— FRAGMENTO PROPORCIONADO —
+++

Por casualidad me topé con un film
de Alexander Payne. El viaje de un anciano al borde de una profunda demencia,
me devuelve a la realidad de nuestras vidas cotidianas. Nebraska es un film que
solo nos recuerda que la vida es un viaje lineal hacia delante, pero con la
particularidad que muchos en su tramo final, sufren una regresión a actitudes
infantiles. El film en blanco y negro, con la presencia constante de espacios
naturales, cielos abiertos, carreteras despejadas, diálogos lentos o silencios
en las miradas, contrasta con lo habitual, la histeria y maquillaje permanente de
las grandes ciudades.

+++

— INSTRUCCIÓN 1 —
Reproduce textualmente el tramo del fragmento sobre la película Nebraska que va desde "Por casualidad me" hasta "las grandes ciudades.".
— INSTRUCCIÓN 2 —
Indica si cada afirmación coincide con el fragmento sobre la película Nebraska: (a) la película está rodada en blanco y negro; (b) quien escribe buscó la película a propósito; (c) en la película predominan los diálogos rápidos. Responde sí o no a cada una y cita las palabras exactas del fragmento que lo deciden.

— DATOS PROPORCIONADOS —
+++

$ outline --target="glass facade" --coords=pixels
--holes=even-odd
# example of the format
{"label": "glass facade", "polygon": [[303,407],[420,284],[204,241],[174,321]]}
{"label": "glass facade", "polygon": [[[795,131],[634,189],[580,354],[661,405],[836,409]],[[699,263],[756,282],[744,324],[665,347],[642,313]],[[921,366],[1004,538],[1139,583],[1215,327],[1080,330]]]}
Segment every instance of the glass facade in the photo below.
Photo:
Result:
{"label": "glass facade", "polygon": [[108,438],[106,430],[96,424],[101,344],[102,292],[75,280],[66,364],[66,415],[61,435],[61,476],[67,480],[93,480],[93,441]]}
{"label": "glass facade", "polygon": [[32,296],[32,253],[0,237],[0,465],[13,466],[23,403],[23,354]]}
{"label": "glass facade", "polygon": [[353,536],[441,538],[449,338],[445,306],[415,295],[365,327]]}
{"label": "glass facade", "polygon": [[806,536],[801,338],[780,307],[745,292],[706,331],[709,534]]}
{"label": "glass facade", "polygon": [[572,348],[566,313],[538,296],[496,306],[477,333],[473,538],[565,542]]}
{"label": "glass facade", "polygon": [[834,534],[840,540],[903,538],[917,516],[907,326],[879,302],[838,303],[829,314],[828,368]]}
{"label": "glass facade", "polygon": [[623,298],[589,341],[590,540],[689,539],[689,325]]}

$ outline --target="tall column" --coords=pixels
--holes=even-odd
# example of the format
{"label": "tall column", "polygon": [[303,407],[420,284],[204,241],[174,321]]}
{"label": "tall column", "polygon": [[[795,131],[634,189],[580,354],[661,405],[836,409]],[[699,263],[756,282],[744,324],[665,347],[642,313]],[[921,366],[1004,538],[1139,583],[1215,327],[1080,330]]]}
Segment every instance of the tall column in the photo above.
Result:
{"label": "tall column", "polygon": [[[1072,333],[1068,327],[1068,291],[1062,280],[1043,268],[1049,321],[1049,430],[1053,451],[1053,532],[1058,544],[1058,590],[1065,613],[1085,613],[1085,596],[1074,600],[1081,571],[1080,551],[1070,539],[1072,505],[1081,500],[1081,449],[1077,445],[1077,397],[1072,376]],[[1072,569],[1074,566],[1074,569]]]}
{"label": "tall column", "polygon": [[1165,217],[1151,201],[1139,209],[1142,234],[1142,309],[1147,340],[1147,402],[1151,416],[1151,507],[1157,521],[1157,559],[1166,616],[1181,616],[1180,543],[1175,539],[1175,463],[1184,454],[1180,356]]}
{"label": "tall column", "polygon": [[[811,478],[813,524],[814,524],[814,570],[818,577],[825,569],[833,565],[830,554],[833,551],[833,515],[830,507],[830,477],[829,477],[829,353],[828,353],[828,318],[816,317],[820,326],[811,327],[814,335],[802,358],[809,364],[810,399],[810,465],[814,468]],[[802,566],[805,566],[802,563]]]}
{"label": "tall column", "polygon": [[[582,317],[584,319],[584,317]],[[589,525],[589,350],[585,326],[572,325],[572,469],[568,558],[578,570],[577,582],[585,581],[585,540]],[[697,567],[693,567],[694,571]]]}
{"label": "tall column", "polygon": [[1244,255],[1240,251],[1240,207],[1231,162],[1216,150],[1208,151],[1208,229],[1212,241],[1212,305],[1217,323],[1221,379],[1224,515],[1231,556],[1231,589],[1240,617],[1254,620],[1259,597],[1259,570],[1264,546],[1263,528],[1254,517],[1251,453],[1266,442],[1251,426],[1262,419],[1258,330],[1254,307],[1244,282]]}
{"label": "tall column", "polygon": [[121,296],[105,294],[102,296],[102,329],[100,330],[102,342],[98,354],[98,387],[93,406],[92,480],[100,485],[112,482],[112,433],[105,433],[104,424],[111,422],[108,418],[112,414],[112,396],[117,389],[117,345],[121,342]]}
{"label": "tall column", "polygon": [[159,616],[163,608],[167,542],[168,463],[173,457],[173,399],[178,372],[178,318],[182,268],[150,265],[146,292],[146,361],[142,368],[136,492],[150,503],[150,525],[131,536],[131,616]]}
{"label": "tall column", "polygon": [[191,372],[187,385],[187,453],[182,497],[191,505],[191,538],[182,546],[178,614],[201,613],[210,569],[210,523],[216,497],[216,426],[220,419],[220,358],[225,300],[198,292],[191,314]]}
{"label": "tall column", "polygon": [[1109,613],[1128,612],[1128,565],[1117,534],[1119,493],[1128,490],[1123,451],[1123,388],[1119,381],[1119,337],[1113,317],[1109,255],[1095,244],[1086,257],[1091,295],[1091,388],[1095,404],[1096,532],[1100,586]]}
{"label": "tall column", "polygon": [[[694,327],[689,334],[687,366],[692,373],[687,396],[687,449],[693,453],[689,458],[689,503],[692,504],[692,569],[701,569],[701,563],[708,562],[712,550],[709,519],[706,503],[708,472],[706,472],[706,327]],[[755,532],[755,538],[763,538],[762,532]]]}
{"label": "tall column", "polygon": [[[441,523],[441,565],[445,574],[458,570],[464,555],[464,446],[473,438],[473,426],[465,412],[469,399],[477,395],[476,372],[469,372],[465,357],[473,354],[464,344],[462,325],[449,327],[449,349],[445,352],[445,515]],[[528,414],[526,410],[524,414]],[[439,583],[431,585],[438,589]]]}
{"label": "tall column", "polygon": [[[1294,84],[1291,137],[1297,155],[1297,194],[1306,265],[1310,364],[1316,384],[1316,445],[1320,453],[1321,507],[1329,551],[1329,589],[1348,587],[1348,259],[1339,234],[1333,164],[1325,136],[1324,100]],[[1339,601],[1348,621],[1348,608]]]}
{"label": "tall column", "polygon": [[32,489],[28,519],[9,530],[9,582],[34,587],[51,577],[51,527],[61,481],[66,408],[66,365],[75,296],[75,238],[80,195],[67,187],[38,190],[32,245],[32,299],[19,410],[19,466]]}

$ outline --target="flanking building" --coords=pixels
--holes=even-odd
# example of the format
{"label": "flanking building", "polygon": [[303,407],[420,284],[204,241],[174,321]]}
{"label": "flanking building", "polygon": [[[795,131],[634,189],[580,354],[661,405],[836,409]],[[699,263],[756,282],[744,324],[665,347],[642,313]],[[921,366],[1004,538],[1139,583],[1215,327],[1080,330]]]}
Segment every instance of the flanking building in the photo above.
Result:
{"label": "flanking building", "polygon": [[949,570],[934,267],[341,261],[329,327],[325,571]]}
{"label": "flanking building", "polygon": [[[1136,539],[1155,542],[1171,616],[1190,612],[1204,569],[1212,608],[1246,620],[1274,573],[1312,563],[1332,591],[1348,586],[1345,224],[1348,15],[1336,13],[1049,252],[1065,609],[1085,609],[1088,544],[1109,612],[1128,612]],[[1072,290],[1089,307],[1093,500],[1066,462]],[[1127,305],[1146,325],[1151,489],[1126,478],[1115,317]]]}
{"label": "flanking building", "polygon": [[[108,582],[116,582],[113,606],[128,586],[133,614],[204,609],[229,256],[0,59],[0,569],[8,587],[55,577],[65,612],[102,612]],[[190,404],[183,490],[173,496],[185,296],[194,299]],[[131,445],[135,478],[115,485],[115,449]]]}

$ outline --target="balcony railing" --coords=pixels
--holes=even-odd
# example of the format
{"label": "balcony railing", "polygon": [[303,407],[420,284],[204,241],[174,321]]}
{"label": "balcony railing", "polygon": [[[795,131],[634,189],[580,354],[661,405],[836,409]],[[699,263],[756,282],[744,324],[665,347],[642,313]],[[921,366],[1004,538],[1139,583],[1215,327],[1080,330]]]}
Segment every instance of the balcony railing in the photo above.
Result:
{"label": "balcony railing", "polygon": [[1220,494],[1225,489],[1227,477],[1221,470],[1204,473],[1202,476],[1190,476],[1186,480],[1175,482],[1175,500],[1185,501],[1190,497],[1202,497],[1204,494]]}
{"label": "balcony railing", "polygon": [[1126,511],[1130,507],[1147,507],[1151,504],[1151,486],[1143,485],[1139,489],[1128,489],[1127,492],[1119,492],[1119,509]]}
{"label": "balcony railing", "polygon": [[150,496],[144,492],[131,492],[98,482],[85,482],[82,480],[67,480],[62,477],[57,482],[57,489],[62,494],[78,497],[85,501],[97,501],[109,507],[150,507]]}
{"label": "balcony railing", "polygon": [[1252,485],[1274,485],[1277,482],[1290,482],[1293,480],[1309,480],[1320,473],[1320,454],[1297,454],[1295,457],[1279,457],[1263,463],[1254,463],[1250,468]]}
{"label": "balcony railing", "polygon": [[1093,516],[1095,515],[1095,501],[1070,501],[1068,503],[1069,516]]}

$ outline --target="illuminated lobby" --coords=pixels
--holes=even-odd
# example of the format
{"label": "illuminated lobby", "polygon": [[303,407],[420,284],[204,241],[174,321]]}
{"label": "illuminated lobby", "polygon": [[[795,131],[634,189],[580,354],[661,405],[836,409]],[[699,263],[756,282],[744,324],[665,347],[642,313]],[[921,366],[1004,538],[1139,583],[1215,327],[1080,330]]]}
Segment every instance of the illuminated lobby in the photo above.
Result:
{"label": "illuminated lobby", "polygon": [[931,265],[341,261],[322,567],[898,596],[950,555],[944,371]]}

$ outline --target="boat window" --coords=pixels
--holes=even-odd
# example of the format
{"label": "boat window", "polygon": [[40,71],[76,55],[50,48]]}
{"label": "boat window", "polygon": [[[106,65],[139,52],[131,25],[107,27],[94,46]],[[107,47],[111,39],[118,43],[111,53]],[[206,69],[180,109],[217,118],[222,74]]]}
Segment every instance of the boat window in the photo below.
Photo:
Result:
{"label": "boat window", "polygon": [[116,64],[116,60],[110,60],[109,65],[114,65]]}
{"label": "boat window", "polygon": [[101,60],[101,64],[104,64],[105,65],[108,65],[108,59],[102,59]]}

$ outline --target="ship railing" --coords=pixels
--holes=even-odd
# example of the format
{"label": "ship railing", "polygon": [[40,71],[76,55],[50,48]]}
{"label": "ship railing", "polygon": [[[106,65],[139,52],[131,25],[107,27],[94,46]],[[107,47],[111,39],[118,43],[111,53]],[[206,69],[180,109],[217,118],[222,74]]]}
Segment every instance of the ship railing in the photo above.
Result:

+++

— RESPUESTA 1 —
Por casualidad me topé con un film
de Alexander Payne. El viaje de un anciano al borde de una profunda demencia,
me devuelve a la realidad de nuestras vidas cotidianas. Nebraska es un film que
solo nos recuerda que la vida es un viaje lineal hacia delante, pero con la
particularidad que muchos en su tramo final, sufren una regresión a actitudes
infantiles. El film en blanco y negro, con la presencia constante de espacios
naturales, cielos abiertos, carreteras despejadas, diálogos lentos o silencios
en las miradas, contrasta con lo habitual, la histeria y maquillaje permanente de
las grandes ciudades.

— RESPUESTA 2 —
(a) Sí: "El film en blanco y negro".
(b) No: "Por casualidad me topé con un film".
(c) No: "diálogos lentos".